Тем не менее Венеция, в материальном плане неспособная ничего сделать против своих угнетателей, в нравственном отношении борется с ними с необычайной настойчивостью, энергией и сплоченностью. Все классы общества, аристократия, буржуазия и простонародье, прежде настолько отличавшиеся здесь друг от друга, что они составляли нечто вроде отдельных народностей, словно сблизились и объединились под чудовищным гнетом притеснения. Все мужчины, от гондольера до патриция, сделались братьями, и все женщины, от цветочницы до герцогини, сделались сестрами. Таким образом, в Венеции, городе, где некоторые кафе — к примеру, кафе «Флориан», — не закрываются ни днем, ни ночью, венецианцы и австрийцы, по обоюдному молчаливому согласию, ходят в разные кафе, и если случайно какой-нибудь австриец забредет в кафе, где собираются венецианцы, в ту же минуту, не произнеся ни единого слова, не сделав ни единого жеста, все они поднимутся, возьмут шляпы и удалятся.
Два раза в неделю, по четвергам и воскресеньям, австрийцы играют музыку на площади Сан Марко, куда в эти два дня стекается особенно много буржуа и простолюдинов. Так вот, вплоть до полудня, того часа, когда с военной точностью и немецкой пунктуальностью австрийский оркестр выходит с Пьяццетты, площадь Сан Марко и Прокурации запружены гуляющими; но при первом же ударе часов, отбивающих полдень, при первом же аккорде приближающегося оркестра, как если бы буря собиралась на небе, как если бы артиллерийский снаряд разорвался посреди площади, как если бы раздался чей-то крик: «Осторожно, собор заминирован!», вся эта толпа, словно вихрь осенних листьев, гонимых ветром, исчезает, рассеивается по улицам, противоположным тем, откуда пришел оркестр, причем все это напоминает не спокойное отступление, а стремительное беспорядочное бегство.

● ЧТО НУЖНО СДЕЛАТЬ:
[a] Определите, соответствуют ли отрывку о Венеции утверждения (i), (ii) и (iii): (i) кафе «Флориан» закрывается на ночь; (ii) австрийцы играют музыку на площади Сан Марко по четвергам и воскресеньям; (iii) венецианцы вслух выражают недовольство, когда в их кафе заходит австриец. Для каждого ответьте «да» или «нет» и приведите точную цитату из отрывка, на которой основан ответ.
[b] Выпишите, пожалуйста, все названия мест и заведений, упомянутые в отрывке о Венеции.

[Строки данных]
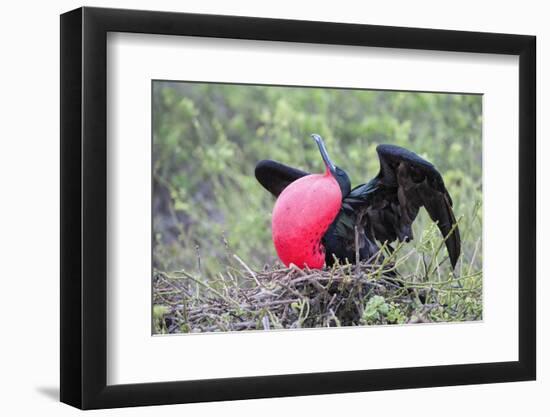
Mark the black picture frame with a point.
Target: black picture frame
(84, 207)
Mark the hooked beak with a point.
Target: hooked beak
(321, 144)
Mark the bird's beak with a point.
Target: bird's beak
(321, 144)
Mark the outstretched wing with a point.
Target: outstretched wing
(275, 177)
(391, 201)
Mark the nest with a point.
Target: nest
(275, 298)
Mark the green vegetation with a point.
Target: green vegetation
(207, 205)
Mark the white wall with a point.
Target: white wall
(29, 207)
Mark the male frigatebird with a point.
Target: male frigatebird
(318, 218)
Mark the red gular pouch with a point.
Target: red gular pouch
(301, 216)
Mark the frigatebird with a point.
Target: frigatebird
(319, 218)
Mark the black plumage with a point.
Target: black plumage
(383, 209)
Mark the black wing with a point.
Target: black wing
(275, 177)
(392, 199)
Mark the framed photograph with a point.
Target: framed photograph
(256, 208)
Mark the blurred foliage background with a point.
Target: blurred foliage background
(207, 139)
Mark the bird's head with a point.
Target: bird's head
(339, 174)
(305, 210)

● ОТВЕТЫ К ЗАДАНИЯМ:
[a]
(i) Нет: «не закрываются ни днем, ни ночью».
(ii) Да: «Два раза в неделю, по четвергам и воскресеньям, австрийцы играют музыку на площади Сан Марко».
(iii) Нет: «не произнеся ни единого слова, не сделав ни единого жеста».

[b] Венеция, кафе «Флориан», площадь Сан Марко, Прокурации, Пьяццетта.